[Texto de origem]

A CEGA E EU

Final de tarde...Na parada do ônibus... algumas preocupações, e creio, talvez por isto um tanto mais sensível... Estava para subir no ônibus e havia o habitual alvoroço de quando tem muita gente para subir, e outro tanto para descer...

Eu carregada de pacotes também procurava uma brechinha, para entrar depressa, entre nem quase esperando os que descem, mas sem querer buscular os que estavam à meu lado... e ainda, ganhar a vantagem do subir entre os primeiros, a fim de pegar um lugarzinho sentada com a minha carga...

E na amontoação dos “descem” e “sobem”... percebi que também entre tantos, na expectativa de subir, uma jovem, com ar adolescente, um pouco atrás e quase à meu lado olhava em minha direçao... Que lindos olhos, grandes, redondos, esverdeados e brilhantes...Mas ...não! O olhar estava um pouco no ar... ou o quê?...brilhantes, sim; mas um pouco estáticos... então percebi uma outra moça do seu lado também levada pela mesma pressa do “não perder tempo, e ganhar vantagem”, à puxa-la para entrar na porta mais atrás, pois, já mais desimpedida (em certos países, os ônibus tem 3 a 4 portas largas de entrada e saída ao mesmo tempo)... observei então, que a jovem tinha uma bengala à mão... ah, era cega!! Mas como podia com olhos tão magnificos e rutilantes?... A moça que guiava entrou preciptadamente na frente, e ela ficando alguns metros atrás, já bem habituada e treinada com a sua situação “sentiu” a direçao indicada e sem perturbar-se, tornou para o lado à porta mais atrás, e com a bengala sentiu (viu, né?) os degraus e subiu para dentro do ônibus... Aquela luz maravilhosa (e ao mesmo tempo apagada) do seu olhar, mexeu comigo, foi como um flash nos meus sentimentos de compaixão... tive vontade de voltar rapidamente atrás dela e dizer-lhe : - Ei, voce sabe, um dia você verá a luz como eu! Verá também as pessoas das quais só escuta a voz, as àrvores, os animais, a cor do céu, a luz..as estrelas...Um dia você correrá, e sem nenhum medo de esbarrar em algum obstáculo... Irá então jogar esta tão preciosa bengala (seus olhos verdadeiros atuais) no lixo!... E eu já me sinto até em euforia, de pensar na sua explosão de alegria... Ah, como eu queria lhe dizer! E num antegosto e júbilo, compartilhar agora, este momento do futuro...

[Exercício proposto 1]
Cite literalmente, do texto sobre a jovem cega no ônibus, o trecho que vai de "Final de tarde...Na" até "a minha carga...".
As entradas não têm nenhuma relação com o texto.

[Lista de entradas]
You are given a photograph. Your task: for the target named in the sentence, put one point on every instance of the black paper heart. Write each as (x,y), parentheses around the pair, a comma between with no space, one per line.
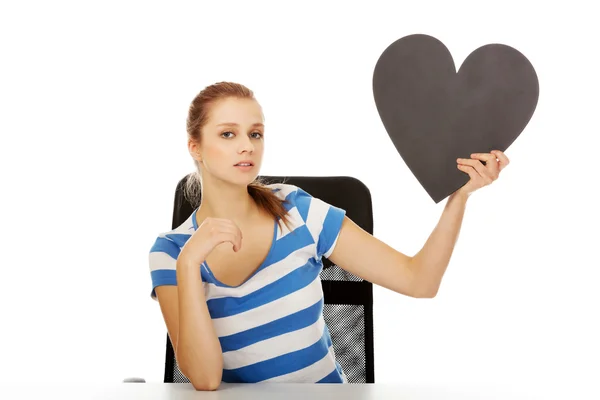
(435,115)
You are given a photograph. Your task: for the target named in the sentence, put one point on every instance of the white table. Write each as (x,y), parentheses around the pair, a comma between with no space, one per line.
(285,391)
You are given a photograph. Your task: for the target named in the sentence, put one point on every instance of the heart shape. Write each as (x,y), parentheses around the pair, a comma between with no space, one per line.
(434,114)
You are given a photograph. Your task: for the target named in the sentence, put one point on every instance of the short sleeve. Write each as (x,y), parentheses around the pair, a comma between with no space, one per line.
(163,263)
(323,220)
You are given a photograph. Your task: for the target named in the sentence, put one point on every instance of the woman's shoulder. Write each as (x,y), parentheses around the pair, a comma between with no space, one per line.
(289,192)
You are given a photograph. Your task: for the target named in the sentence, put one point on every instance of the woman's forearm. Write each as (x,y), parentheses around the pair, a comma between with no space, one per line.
(198,352)
(430,263)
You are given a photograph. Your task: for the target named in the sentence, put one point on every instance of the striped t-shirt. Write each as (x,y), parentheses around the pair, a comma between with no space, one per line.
(271,327)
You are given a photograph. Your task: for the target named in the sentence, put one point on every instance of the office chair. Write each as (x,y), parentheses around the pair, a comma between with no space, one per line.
(348,300)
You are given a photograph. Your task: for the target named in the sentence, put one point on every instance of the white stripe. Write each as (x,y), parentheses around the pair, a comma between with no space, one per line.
(328,252)
(265,276)
(269,312)
(311,374)
(294,220)
(316,215)
(274,347)
(160,260)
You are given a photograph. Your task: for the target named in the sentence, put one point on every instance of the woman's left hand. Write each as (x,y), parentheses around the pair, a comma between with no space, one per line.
(481,175)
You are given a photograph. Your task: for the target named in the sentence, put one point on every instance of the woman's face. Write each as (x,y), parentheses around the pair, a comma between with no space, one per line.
(232,135)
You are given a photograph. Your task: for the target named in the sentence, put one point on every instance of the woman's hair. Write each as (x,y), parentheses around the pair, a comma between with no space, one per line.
(197,117)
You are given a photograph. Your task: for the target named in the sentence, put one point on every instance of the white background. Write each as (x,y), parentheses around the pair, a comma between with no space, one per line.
(93,99)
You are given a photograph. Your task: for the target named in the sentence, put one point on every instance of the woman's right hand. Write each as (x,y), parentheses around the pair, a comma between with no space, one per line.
(211,233)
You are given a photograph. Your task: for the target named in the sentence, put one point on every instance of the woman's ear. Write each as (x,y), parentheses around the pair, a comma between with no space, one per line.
(194,150)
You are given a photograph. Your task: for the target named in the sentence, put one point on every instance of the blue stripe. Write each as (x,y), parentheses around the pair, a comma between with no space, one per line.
(162,277)
(289,323)
(166,246)
(179,238)
(333,377)
(295,240)
(299,278)
(277,366)
(331,228)
(301,200)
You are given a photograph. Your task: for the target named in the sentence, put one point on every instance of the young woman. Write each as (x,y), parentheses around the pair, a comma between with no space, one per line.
(238,282)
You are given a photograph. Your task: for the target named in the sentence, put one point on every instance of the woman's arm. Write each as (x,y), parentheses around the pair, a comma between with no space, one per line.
(365,256)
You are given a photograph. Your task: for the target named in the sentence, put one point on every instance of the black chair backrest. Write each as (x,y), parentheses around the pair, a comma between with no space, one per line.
(348,308)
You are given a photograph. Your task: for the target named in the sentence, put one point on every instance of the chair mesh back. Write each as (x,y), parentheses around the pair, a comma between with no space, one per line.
(348,308)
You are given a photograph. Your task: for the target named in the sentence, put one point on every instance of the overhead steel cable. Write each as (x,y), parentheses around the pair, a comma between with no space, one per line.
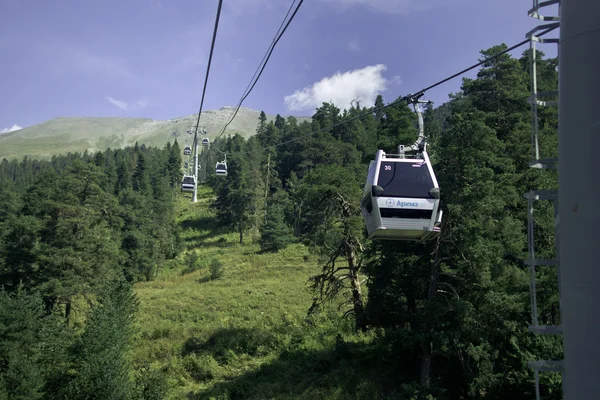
(257,70)
(405,98)
(212,48)
(263,63)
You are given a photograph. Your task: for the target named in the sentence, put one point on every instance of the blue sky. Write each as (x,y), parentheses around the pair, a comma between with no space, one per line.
(147,58)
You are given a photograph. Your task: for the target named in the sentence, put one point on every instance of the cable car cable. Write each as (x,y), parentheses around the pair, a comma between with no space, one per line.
(407,97)
(267,56)
(212,48)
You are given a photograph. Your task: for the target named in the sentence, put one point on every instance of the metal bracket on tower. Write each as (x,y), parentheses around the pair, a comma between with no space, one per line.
(536,100)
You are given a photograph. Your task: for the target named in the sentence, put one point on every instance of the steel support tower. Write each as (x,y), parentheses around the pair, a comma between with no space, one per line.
(578,145)
(538,99)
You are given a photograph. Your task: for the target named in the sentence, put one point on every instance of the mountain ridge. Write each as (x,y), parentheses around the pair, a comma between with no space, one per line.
(66,134)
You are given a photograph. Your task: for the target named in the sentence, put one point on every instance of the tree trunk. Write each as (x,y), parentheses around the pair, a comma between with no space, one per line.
(360,321)
(427,346)
(68,310)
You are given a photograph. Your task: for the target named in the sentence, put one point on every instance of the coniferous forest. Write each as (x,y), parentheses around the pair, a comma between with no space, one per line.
(91,243)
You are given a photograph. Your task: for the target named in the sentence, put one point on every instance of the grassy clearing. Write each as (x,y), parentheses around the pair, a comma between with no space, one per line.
(245,334)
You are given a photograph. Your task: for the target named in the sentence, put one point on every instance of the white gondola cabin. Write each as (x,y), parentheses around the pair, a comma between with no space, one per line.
(221,168)
(188,183)
(401,199)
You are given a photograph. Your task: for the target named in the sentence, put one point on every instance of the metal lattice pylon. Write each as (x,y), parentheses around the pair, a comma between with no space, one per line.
(546,23)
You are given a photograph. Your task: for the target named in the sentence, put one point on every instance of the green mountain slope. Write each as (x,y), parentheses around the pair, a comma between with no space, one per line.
(77,134)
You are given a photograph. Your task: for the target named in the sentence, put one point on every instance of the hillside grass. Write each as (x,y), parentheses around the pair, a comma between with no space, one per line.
(246,334)
(77,134)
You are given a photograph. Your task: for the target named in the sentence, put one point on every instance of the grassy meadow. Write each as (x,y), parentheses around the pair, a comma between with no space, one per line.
(234,324)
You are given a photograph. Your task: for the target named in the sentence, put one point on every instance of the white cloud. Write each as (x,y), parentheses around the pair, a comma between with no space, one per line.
(353,45)
(342,88)
(136,105)
(13,128)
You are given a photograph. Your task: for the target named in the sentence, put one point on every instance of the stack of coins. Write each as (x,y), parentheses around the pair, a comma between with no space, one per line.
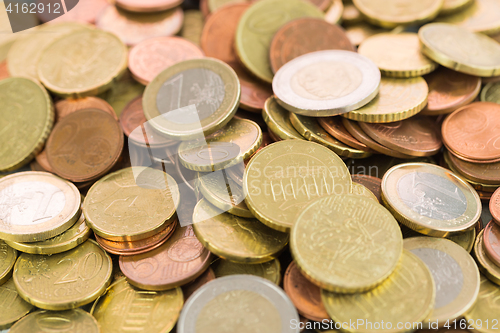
(251,166)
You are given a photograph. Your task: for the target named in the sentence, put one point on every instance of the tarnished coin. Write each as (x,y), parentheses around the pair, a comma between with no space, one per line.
(391,13)
(152,56)
(297,172)
(84,145)
(397,55)
(411,288)
(125,308)
(177,262)
(26,120)
(464,51)
(450,90)
(64,67)
(36,206)
(133,28)
(326,83)
(44,281)
(430,199)
(397,99)
(235,238)
(455,274)
(267,308)
(306,35)
(69,321)
(334,224)
(258,26)
(192,98)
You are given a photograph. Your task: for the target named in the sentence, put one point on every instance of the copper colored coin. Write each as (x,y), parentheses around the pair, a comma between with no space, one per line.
(355,130)
(303,36)
(137,247)
(415,136)
(449,90)
(149,58)
(217,41)
(67,106)
(304,294)
(473,131)
(84,145)
(178,261)
(335,127)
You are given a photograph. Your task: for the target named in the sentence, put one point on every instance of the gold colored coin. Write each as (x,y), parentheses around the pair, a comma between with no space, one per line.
(483,316)
(69,321)
(455,274)
(391,13)
(82,63)
(257,27)
(36,206)
(12,307)
(231,145)
(407,296)
(68,240)
(355,226)
(397,99)
(8,258)
(26,120)
(270,270)
(125,308)
(430,199)
(235,238)
(462,50)
(310,129)
(131,204)
(284,177)
(277,120)
(397,55)
(66,280)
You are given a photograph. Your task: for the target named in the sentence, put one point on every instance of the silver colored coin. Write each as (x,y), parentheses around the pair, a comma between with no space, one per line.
(228,304)
(326,83)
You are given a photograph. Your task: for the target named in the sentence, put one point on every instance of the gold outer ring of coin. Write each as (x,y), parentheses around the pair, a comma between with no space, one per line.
(420,223)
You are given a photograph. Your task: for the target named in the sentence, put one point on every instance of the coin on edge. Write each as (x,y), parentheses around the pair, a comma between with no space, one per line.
(326,83)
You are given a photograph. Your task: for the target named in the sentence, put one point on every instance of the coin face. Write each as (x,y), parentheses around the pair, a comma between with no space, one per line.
(430,199)
(296,172)
(206,95)
(455,274)
(326,83)
(36,206)
(244,303)
(44,280)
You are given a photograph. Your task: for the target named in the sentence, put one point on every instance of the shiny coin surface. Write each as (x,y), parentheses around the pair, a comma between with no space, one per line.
(257,28)
(116,311)
(411,287)
(397,99)
(221,301)
(464,51)
(65,69)
(26,120)
(455,274)
(61,321)
(397,55)
(235,238)
(111,205)
(206,91)
(44,280)
(326,83)
(36,206)
(177,262)
(430,199)
(297,172)
(333,224)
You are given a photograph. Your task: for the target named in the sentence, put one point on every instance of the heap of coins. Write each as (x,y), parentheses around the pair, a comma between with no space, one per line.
(270,166)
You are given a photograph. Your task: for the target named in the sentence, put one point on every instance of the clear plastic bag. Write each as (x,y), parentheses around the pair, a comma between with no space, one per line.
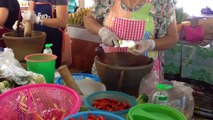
(12,70)
(179,97)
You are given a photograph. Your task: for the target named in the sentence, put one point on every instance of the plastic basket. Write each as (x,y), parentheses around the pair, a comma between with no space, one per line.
(35,101)
(79,76)
(111,94)
(84,115)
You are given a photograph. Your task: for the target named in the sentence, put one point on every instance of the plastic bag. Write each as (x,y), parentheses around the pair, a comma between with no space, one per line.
(179,97)
(12,70)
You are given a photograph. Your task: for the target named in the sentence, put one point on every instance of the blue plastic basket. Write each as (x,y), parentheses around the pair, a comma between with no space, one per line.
(111,94)
(106,115)
(79,76)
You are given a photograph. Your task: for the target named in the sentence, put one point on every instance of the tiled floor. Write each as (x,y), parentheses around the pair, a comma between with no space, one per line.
(203,95)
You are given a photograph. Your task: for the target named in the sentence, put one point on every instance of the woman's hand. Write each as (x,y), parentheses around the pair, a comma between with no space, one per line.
(142,46)
(15,25)
(108,37)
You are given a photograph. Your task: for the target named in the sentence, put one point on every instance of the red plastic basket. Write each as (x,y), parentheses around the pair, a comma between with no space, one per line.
(39,102)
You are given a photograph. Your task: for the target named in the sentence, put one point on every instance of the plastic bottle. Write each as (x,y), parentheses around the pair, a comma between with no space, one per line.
(47,49)
(161,96)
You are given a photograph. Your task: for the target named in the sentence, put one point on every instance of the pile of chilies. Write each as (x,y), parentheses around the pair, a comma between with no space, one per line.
(110,104)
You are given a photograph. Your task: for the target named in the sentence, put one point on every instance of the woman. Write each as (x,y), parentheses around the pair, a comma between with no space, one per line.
(51,18)
(150,24)
(9,13)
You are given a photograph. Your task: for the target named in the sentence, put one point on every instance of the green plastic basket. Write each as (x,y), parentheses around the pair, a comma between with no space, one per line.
(154,112)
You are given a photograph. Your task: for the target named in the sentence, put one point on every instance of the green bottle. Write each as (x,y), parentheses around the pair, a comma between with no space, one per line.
(161,96)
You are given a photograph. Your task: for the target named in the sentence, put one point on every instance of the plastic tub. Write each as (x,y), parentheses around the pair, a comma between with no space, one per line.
(43,64)
(119,96)
(79,76)
(84,115)
(86,86)
(154,112)
(30,102)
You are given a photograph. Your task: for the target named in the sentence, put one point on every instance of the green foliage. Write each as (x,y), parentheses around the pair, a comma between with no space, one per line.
(180,15)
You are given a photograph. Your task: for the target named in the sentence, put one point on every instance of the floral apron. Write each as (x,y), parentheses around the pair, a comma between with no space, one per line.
(134,25)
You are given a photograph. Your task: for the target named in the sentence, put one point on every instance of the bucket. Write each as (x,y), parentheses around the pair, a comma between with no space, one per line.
(42,64)
(154,112)
(123,71)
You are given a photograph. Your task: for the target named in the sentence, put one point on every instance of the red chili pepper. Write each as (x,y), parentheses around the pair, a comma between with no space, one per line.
(110,104)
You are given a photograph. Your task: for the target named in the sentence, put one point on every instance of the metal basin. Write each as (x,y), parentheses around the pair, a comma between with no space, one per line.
(123,71)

[Exercício proposto 2]
Extraia das entradas todas as linhas que contêm a palavra "black", levando em conta maiúsculas e minúsculas.

[Resposta da tarefa 1]
Final de tarde...Na parada do ônibus... algumas preocupações, e creio, talvez por isto um tanto mais sensível... Estava para subir no ônibus e havia o habitual alvoroço de quando tem muita gente para subir, e outro tanto para descer...

Eu carregada de pacotes também procurava uma brechinha, para entrar depressa, entre nem quase esperando os que descem, mas sem querer buscular os que estavam à meu lado... e ainda, ganhar a vantagem do subir entre os primeiros, a fim de pegar um lugarzinho sentada com a minha carga...

[Resposta da tarefa 2]
You are given a photograph. Your task: for the target named in the sentence, put one point on every instance of the black paper heart. Write each as (x,y), parentheses around the pair, a comma between with no space, one per line.
You are given a photograph. Your task: for the target named in the sentence, put one point on every instance of the black chair backrest. Write each as (x,y), parentheses around the pair, a comma between with no space, one per line.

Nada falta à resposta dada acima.